=== DIRECTIONS FOR THIS TASK ===
Only lines with the word "drop" are wanted; copy each of them from the listing below.

*-*-*

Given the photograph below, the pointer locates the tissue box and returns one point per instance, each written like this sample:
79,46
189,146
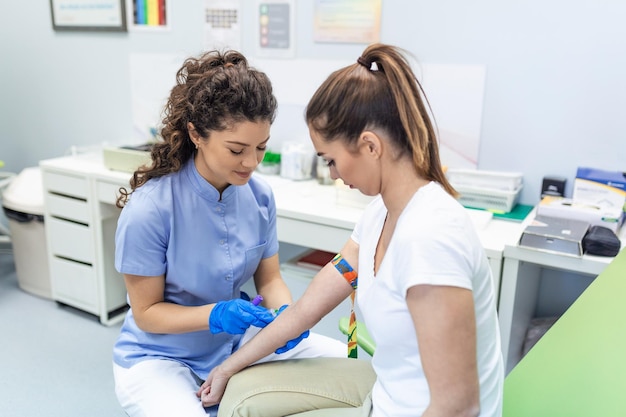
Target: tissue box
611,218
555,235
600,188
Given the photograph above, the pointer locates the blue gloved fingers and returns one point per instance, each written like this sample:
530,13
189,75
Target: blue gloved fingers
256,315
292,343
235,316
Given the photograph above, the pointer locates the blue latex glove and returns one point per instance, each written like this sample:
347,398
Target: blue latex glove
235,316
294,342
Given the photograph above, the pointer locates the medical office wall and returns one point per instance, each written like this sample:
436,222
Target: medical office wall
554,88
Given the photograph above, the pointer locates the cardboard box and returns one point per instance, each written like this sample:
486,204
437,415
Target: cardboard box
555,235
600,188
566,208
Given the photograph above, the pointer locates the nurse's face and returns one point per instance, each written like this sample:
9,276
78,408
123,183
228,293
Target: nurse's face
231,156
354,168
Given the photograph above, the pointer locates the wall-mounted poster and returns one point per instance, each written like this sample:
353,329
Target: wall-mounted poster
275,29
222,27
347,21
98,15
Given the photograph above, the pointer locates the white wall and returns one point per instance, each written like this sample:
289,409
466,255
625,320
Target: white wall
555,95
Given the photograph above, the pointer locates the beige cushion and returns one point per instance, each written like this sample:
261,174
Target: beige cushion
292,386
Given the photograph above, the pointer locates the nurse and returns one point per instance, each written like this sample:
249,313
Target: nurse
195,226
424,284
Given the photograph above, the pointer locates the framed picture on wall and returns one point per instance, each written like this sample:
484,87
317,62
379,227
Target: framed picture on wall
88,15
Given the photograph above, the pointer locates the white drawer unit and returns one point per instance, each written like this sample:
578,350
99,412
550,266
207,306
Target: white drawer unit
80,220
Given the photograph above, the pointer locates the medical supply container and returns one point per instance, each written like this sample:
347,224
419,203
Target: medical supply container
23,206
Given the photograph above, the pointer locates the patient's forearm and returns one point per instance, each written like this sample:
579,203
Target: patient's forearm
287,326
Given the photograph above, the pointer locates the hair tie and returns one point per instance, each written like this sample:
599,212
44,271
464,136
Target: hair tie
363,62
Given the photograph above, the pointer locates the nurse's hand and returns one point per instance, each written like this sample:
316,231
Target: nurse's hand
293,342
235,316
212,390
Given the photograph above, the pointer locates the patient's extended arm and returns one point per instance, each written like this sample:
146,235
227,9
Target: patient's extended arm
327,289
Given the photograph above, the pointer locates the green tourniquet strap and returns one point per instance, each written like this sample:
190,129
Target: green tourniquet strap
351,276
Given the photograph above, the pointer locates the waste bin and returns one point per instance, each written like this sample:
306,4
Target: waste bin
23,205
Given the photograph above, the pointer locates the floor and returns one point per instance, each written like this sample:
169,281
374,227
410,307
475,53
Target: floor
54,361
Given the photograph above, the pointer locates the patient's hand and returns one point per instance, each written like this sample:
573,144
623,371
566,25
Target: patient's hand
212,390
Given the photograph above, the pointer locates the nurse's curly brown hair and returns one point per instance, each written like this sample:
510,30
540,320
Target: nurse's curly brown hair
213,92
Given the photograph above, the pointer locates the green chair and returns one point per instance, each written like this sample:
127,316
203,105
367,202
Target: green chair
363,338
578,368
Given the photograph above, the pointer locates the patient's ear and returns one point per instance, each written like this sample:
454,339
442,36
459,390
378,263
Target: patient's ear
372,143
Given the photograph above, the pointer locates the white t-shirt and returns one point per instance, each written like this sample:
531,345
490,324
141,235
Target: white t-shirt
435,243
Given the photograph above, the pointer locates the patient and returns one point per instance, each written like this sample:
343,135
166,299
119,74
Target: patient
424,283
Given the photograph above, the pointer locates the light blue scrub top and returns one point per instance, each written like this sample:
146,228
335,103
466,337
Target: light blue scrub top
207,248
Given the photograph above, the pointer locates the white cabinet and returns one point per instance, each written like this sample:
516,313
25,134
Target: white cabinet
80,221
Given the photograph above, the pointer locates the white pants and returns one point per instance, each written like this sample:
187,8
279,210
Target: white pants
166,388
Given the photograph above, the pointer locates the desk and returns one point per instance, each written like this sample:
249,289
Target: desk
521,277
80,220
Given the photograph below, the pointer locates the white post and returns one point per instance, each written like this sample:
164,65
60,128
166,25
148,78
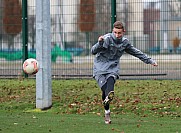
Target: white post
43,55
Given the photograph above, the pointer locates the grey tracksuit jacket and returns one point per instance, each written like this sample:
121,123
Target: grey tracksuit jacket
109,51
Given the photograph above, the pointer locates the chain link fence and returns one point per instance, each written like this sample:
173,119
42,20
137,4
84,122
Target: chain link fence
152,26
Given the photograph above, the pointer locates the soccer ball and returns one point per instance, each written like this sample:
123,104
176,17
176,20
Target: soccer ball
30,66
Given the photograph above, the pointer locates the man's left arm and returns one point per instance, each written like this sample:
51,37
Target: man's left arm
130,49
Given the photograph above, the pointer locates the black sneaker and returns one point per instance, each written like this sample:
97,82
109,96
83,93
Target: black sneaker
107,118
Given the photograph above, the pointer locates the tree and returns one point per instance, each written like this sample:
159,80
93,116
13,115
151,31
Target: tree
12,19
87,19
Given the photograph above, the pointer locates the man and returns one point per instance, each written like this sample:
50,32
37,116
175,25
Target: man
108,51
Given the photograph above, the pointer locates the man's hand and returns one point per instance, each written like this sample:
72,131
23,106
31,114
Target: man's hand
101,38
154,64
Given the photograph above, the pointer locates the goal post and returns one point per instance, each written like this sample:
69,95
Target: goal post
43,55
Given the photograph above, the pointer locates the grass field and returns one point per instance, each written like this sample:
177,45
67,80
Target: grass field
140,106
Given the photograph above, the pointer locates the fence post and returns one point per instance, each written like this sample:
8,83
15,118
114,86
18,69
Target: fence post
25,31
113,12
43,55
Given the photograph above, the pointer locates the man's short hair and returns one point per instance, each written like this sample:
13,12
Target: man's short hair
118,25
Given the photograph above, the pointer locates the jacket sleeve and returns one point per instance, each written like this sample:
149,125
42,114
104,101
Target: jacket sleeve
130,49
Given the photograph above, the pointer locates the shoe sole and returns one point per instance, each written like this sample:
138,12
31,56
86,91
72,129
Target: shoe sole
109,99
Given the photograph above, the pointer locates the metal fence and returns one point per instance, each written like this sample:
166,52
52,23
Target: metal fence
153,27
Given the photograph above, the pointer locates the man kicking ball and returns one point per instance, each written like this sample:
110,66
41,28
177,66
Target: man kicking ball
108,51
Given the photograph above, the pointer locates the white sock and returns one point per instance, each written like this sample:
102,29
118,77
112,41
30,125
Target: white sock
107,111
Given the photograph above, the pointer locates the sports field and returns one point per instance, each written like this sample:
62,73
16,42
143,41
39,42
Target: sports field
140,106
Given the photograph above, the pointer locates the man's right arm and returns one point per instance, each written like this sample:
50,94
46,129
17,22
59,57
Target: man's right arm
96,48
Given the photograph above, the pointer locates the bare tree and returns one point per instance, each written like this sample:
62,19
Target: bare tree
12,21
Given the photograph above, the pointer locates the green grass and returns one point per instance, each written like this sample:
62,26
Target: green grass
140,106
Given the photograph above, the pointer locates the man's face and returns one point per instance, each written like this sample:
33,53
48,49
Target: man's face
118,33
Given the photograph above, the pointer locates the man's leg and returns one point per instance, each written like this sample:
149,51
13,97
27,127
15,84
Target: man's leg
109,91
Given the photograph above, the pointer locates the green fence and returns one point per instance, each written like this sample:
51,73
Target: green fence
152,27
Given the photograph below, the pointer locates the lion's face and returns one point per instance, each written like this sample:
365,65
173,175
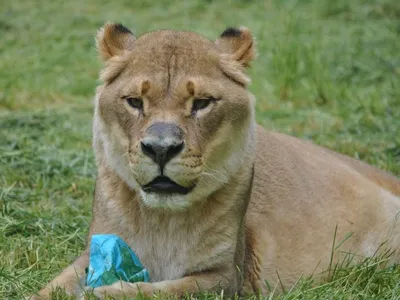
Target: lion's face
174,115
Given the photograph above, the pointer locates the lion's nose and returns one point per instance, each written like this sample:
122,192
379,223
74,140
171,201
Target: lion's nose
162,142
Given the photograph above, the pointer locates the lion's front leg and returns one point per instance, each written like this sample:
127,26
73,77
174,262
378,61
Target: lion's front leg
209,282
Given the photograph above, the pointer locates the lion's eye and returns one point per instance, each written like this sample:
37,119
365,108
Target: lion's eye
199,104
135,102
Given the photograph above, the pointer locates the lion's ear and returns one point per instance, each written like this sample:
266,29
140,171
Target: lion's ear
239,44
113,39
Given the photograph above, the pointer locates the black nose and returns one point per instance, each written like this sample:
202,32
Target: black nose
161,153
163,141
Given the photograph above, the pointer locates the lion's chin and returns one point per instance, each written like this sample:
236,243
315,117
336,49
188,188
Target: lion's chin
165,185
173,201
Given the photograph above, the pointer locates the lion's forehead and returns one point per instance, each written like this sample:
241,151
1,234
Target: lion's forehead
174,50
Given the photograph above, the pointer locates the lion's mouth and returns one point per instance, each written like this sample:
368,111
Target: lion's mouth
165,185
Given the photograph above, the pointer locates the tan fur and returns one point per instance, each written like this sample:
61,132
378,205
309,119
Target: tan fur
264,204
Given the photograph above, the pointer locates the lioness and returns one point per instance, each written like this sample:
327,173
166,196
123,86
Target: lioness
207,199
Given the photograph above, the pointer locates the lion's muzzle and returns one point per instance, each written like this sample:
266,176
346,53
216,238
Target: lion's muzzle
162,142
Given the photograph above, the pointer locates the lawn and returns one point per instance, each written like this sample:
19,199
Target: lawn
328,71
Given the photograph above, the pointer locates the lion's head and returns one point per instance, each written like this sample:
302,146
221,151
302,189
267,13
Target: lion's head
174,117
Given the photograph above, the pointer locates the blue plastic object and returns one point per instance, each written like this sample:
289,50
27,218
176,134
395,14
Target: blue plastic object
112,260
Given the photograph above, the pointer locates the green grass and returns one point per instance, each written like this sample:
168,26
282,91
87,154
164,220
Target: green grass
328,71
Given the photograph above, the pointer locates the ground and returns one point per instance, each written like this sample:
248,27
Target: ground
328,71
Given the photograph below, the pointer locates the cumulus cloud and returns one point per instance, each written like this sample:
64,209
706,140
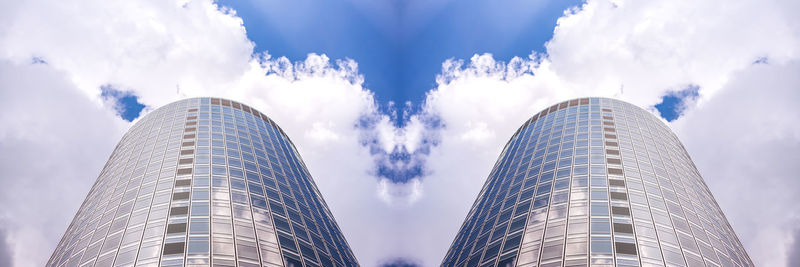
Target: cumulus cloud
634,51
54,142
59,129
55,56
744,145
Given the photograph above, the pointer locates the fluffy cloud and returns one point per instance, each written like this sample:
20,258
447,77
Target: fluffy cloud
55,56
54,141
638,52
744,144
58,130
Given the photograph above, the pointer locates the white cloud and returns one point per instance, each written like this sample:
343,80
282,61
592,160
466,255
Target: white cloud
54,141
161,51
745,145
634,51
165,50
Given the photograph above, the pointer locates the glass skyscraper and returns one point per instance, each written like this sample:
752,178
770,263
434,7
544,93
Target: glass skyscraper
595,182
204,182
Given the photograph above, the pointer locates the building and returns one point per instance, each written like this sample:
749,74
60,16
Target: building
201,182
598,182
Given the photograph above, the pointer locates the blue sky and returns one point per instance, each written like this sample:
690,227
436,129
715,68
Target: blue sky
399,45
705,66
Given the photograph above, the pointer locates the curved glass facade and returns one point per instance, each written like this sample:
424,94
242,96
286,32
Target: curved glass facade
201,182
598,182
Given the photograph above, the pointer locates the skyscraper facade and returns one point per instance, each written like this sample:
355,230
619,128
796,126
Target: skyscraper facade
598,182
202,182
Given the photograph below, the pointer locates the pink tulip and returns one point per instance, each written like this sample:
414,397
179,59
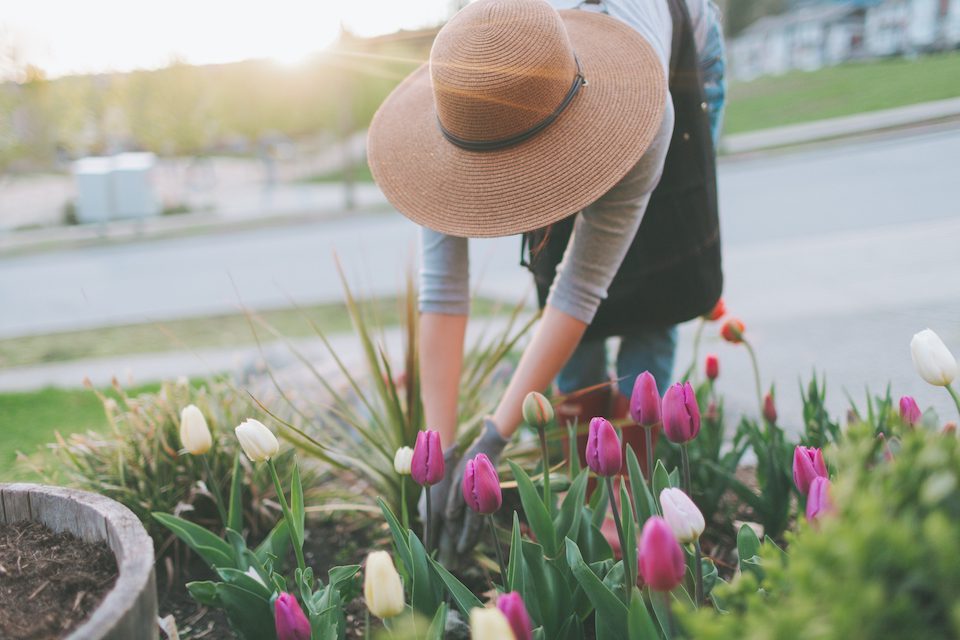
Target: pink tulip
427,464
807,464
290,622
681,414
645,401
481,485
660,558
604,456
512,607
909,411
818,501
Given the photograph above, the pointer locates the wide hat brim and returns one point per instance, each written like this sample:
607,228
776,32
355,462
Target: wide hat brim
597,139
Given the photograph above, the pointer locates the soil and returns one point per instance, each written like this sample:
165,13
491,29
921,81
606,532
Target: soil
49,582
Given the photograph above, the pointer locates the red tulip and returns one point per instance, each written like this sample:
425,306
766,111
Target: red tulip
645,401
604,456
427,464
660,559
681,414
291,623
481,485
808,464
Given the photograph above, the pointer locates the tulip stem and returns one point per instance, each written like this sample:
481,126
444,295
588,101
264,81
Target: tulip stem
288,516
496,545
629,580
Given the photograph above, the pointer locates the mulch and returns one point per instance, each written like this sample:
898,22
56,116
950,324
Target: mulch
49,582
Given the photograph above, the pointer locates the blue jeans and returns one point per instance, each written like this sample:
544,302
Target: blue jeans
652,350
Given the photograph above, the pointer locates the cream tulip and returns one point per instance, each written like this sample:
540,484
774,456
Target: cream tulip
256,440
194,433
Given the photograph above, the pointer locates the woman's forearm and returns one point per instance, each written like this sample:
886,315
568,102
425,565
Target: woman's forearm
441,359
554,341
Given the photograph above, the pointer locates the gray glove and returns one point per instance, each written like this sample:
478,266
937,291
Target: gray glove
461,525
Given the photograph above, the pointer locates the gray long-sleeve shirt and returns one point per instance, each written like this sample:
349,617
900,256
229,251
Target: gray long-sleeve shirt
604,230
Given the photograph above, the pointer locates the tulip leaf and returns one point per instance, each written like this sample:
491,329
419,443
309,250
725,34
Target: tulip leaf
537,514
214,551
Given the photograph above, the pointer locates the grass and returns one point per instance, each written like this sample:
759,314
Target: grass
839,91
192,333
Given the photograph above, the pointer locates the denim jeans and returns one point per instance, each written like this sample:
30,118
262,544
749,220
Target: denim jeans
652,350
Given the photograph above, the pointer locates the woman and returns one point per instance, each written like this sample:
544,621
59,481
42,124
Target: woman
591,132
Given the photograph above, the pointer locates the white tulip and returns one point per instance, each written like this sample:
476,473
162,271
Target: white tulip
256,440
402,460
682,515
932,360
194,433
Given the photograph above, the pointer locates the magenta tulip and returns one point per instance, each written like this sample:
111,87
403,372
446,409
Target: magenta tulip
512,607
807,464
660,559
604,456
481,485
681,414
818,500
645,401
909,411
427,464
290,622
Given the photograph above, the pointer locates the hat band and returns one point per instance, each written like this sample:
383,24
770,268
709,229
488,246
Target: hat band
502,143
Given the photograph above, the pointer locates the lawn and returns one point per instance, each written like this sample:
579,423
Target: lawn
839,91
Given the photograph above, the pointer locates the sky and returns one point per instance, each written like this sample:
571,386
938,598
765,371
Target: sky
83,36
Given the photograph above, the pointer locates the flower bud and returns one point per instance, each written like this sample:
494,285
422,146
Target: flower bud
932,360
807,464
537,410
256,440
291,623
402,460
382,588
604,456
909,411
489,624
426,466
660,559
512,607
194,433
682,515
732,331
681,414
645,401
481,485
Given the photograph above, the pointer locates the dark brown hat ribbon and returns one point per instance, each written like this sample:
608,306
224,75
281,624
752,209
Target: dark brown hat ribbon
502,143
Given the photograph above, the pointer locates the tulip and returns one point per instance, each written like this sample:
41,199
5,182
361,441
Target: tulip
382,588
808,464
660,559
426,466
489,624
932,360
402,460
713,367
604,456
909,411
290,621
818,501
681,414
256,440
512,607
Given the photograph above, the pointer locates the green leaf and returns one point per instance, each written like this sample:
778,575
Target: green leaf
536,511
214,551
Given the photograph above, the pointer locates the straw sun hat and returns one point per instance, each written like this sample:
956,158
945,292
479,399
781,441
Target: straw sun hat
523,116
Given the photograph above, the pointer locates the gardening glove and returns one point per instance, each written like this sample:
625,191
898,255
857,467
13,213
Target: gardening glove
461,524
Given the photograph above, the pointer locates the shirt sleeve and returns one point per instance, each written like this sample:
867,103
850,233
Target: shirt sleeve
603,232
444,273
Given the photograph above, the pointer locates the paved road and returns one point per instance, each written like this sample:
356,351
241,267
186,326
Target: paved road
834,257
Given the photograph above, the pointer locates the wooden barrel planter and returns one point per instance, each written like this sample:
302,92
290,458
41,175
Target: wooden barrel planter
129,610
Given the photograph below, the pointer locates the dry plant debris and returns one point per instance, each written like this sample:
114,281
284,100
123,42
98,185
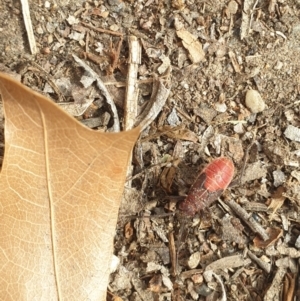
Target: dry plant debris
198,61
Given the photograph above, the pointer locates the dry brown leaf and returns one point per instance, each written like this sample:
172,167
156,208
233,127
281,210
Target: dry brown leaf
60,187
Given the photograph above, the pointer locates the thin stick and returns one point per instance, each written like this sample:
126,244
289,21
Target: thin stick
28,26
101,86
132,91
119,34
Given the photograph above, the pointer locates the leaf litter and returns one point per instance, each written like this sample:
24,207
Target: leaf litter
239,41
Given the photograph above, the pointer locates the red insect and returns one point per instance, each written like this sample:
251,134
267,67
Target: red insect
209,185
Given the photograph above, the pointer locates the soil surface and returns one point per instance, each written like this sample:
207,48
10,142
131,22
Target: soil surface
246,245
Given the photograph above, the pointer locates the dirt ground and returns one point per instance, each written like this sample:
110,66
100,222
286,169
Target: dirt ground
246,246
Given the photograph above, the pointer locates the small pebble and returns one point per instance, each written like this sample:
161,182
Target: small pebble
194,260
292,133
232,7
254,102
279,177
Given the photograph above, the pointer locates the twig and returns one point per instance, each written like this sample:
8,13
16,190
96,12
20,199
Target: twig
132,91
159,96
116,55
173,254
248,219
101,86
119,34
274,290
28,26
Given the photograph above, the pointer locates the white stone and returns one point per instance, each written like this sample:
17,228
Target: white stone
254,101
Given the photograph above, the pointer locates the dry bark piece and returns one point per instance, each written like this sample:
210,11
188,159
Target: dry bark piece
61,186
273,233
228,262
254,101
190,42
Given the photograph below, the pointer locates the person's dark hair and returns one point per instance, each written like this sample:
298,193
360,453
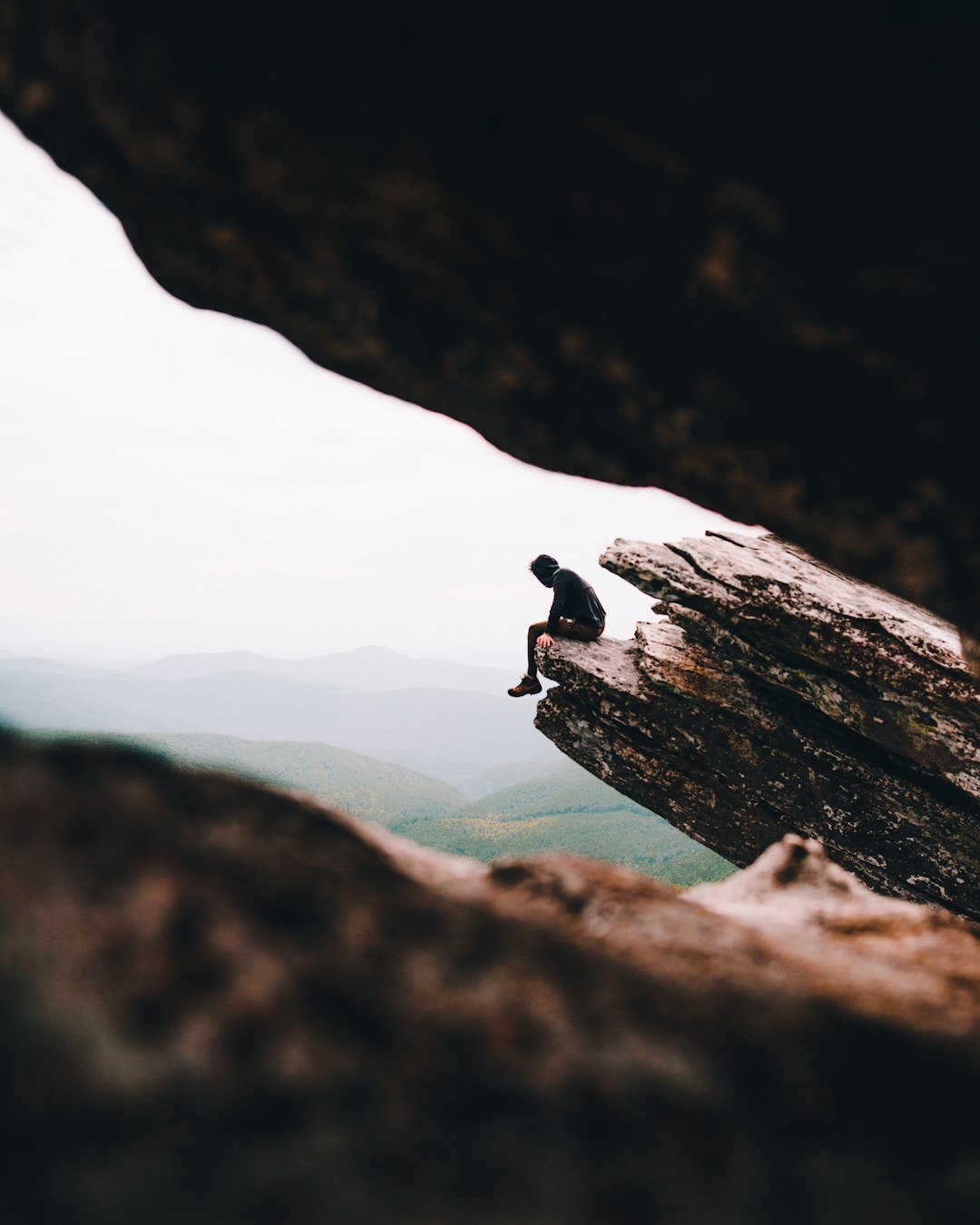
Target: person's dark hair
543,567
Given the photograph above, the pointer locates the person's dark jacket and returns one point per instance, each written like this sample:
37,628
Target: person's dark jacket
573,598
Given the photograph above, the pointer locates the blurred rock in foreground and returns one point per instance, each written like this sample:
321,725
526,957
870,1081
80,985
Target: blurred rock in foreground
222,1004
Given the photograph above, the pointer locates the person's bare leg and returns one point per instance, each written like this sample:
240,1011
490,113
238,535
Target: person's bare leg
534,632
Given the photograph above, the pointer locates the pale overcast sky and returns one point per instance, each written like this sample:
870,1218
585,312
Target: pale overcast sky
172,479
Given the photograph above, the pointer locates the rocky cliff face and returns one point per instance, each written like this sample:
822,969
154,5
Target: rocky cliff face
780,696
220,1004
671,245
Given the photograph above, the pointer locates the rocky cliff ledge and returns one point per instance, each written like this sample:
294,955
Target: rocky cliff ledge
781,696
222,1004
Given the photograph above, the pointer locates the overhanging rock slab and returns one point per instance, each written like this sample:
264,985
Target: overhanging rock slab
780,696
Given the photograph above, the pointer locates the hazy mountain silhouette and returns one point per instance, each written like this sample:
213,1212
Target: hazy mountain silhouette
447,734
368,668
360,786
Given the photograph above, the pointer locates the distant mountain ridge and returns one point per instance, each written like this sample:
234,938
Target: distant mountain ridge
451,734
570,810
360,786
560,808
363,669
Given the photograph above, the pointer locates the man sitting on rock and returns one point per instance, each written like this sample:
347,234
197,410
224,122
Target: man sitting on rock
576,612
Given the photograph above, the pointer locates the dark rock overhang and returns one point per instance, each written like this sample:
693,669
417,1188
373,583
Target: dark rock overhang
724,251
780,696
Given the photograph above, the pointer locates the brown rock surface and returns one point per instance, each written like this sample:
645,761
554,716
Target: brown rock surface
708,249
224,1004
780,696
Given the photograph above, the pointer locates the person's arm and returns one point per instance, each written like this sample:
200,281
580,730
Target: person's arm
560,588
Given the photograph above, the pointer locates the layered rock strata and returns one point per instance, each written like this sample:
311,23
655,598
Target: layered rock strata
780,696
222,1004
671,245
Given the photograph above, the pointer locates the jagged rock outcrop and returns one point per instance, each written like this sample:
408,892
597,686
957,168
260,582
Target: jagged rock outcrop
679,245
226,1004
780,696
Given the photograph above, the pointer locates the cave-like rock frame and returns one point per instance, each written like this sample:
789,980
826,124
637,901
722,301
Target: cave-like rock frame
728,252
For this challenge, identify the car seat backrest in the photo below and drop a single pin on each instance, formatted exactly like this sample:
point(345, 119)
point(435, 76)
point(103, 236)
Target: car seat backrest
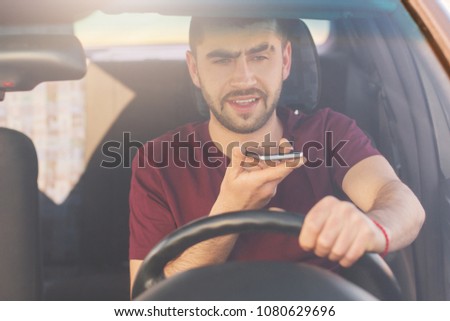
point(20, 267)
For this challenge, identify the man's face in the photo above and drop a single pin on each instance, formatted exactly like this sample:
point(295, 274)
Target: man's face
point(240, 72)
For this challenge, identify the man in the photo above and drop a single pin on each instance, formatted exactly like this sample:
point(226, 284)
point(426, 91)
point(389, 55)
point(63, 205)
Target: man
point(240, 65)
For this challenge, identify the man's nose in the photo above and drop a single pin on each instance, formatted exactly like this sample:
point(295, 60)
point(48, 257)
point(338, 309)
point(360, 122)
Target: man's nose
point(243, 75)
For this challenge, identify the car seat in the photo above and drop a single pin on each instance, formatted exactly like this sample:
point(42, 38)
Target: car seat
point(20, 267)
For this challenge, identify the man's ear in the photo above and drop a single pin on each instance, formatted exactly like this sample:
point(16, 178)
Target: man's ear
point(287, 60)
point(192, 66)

*-*-*

=== RESPONSE FOR THIS EXERCISE ===
For this challenge, identify the car seat backrest in the photo below and drop a single pin on each instance, formatted exactly like this sample:
For this challenge, identify the man's face in the photo above and drop a single pin on each instance, formatted exactly like this sample:
For this challenge, identify the man in the photo above and drop a single pin on each instance, formatted exactly like this sample:
For this challenge, identify the man's nose in the photo above and drop a single pin on each instance, formatted exactly like this sample:
For this challenge, identify the car seat in the photo above and drop a single pin on each instance, formatted exactly like this sample:
For this challenge, identify the man's ear in the photo above and drop a single pin on each instance, formatted exactly like this sample:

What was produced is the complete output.